• [EXTRACTED TEXT]
_ _ _ _ _
# Can anybody help me please



## catcoonz (Aug 4, 2012)

Had a pm asking to take a 6 month old black and white female kitten today as owners moving house and cant take her.
This has to be today and i cant find any room.
Can anybody help me with this girl please.


----------



## catcoonz (Aug 4, 2012)

Panic over sorry. The owners dont wish to use a rescue.


----------



## Treaclesmum (Sep 26, 2011)

Oh bless her I hope she gets a good home


----------



## monkeymummy32 (May 22, 2012)

I've messaged the owner again as I dread to think what will happen to the girl if the perfect loving home doesn't step forward today! Some people live in a dream world I think! I'll be keeping a close eye on the situation! I'm still waiting to hear back from my mother-in-law to see if she is interested, fingers crossed!


----------



## Guest (Feb 6, 2013)

Whereabouts is the cat?


----------



## monkeymummy32 (May 22, 2012)

Fiji444 said:


> Whereabouts is the cat?


Swindon, Wiltshire x


----------



## catcoonz (Aug 4, 2012)

Did the cat find a home today, poor thing.


----------



## monkeymummy32 (May 22, 2012)

Haven't heard back since telling her my mother in law can't have her. I think my mother in law hasn't truely gotten over the loss of her previous black & white girl yet, and I don't want to force the issue. The cat needs a home by tomorrow so there's still time. To be honest I think they are holding out for the £40 that she's advertised for (as she comes with everything needed, toys etc) so the idea of giving to a rescue means they don't get their dosh. Very sad. I may be wrong but I get that impression. Off out now to take my feline to the vets (post op check up), so will check back a bit later xx


----------



## Calvine (Aug 20, 2012)
_ _ _ _ _
• [STORED DATA]
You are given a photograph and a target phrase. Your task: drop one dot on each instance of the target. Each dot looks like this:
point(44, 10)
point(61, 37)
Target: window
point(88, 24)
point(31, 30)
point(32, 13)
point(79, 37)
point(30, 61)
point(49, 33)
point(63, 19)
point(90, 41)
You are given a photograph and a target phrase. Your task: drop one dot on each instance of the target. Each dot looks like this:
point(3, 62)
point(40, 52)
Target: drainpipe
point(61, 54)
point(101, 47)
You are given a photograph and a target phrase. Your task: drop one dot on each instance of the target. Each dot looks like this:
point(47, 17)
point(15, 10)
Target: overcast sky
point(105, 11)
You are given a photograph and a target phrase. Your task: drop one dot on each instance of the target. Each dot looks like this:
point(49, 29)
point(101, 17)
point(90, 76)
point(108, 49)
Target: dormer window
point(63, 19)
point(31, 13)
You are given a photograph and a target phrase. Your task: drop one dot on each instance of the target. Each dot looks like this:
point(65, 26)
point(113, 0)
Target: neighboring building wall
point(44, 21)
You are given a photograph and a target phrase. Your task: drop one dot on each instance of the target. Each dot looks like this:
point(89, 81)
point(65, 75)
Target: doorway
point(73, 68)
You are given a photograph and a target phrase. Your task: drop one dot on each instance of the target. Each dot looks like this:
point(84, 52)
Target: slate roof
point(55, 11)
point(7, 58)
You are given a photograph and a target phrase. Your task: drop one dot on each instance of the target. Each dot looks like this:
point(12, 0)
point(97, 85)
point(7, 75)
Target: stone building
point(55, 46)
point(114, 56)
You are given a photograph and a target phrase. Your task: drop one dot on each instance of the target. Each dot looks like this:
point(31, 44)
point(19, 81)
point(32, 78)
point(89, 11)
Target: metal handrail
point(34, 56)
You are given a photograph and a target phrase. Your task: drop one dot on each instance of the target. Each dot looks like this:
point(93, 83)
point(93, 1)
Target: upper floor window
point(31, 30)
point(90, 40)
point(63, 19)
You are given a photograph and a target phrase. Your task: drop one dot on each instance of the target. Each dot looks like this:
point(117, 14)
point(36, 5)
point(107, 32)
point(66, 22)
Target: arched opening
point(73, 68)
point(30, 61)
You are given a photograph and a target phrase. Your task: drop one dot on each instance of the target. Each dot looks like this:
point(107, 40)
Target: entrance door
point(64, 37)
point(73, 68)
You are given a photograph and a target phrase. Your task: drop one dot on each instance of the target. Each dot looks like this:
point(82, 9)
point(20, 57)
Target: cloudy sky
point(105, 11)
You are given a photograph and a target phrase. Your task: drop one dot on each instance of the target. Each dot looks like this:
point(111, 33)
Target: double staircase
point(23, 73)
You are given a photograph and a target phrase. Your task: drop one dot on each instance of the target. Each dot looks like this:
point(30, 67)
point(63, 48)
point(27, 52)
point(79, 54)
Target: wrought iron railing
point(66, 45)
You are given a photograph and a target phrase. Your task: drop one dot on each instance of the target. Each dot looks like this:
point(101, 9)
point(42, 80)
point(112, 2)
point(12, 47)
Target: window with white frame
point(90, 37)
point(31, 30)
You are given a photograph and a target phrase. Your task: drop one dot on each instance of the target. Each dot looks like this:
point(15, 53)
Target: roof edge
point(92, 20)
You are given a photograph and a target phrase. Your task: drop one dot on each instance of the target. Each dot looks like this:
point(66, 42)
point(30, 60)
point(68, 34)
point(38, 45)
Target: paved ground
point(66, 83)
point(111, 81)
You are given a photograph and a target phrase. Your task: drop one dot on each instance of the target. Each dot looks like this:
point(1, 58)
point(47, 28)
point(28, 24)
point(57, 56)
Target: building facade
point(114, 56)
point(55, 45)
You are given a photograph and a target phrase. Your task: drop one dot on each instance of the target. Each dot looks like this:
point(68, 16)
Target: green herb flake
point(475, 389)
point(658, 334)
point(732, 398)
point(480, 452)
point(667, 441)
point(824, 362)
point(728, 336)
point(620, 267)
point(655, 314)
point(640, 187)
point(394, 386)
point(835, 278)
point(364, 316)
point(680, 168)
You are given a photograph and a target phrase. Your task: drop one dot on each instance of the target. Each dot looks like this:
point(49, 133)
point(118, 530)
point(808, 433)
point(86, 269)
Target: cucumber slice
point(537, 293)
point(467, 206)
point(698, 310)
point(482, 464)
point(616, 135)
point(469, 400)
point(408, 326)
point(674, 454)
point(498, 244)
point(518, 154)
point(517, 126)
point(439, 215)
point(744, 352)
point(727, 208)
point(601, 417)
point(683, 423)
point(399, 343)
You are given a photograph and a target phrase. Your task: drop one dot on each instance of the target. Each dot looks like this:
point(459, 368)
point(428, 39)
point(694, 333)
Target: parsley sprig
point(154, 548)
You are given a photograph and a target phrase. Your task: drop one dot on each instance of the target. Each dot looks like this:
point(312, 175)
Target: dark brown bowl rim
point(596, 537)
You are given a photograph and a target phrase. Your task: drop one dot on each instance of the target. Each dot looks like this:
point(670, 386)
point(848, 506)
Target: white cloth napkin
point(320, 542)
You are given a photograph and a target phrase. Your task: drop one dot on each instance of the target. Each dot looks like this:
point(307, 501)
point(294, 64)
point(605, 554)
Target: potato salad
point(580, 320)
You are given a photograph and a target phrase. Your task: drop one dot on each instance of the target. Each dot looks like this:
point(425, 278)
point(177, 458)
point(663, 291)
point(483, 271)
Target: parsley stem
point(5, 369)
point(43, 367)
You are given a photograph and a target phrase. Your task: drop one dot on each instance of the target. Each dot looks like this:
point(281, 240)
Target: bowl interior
_ _ _ _ _
• [REQUIRED WORK]
Write out the passage of the forum thread above about rehoming a kitten, starting at "## Treaclesmum (Sep" and ending at "interested, fingers crossed!", word for word.

• [TASK RESPONSE]
## Treaclesmum (Sep 26, 2011)

Oh bless her I hope she gets a good home


----------



## monkeymummy32 (May 22, 2012)

I've messaged the owner again as I dread to think what will happen to the girl if the perfect loving home doesn't step forward today! Some people live in a dream world I think! I'll be keeping a close eye on the situation! I'm still waiting to hear back from my mother-in-law to see if she is interested, fingers crossed!